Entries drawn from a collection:
* * * * *

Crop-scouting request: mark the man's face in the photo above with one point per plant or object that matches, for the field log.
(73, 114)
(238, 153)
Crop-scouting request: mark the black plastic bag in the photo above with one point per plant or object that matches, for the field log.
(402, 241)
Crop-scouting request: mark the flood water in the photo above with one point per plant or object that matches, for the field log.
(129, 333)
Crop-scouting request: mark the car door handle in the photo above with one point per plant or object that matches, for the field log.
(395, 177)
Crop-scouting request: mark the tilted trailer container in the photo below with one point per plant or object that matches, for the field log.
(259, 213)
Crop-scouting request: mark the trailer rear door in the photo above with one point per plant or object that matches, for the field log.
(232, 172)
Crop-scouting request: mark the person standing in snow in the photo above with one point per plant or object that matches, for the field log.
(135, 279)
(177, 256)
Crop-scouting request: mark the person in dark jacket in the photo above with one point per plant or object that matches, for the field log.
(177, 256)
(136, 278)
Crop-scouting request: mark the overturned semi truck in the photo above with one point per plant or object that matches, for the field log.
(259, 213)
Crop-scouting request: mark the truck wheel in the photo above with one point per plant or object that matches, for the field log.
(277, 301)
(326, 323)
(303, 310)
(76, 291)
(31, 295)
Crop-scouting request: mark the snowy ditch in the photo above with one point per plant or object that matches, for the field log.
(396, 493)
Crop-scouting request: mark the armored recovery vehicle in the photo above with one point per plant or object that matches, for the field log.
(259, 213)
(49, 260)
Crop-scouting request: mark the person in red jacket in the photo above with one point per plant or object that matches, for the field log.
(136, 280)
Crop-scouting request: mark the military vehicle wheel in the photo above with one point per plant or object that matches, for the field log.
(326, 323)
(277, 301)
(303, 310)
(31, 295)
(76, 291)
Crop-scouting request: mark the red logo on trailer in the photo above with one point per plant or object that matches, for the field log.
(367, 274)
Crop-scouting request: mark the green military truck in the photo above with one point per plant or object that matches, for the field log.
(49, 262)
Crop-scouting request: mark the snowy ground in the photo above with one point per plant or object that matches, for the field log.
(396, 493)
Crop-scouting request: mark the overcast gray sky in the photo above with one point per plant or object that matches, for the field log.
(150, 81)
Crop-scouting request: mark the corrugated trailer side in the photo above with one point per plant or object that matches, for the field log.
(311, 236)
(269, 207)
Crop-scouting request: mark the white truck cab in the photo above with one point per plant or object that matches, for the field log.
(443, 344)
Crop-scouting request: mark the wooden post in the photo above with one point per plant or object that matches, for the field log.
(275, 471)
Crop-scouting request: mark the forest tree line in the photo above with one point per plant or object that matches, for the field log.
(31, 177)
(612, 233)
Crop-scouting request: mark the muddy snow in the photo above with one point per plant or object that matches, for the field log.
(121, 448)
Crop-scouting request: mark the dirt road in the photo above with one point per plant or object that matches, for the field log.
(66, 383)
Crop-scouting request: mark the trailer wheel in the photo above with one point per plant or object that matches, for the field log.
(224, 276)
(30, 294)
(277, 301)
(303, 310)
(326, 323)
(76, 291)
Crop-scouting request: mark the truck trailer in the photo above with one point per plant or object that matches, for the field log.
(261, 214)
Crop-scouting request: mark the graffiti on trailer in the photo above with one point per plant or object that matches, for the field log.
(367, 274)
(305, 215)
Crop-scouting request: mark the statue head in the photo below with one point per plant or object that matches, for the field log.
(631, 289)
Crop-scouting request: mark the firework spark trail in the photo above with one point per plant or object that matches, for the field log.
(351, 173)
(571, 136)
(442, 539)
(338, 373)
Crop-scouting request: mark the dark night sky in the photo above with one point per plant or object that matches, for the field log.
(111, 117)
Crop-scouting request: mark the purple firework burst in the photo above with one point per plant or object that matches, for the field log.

* * * * *

#### Goal
Copy the lines of the records word for word, starting with the line that contains "Crop-scouting request: mark the dark" and continuing through the end of the records, with both of those included.

#### Task output
Crop-scouting request: mark the dark night sky in the photo above with one point per plant or object that matches, for the field log.
(111, 117)
Crop-scouting request: mark the purple firework burst in the photo above with one point per plant or object that matches, for the field log.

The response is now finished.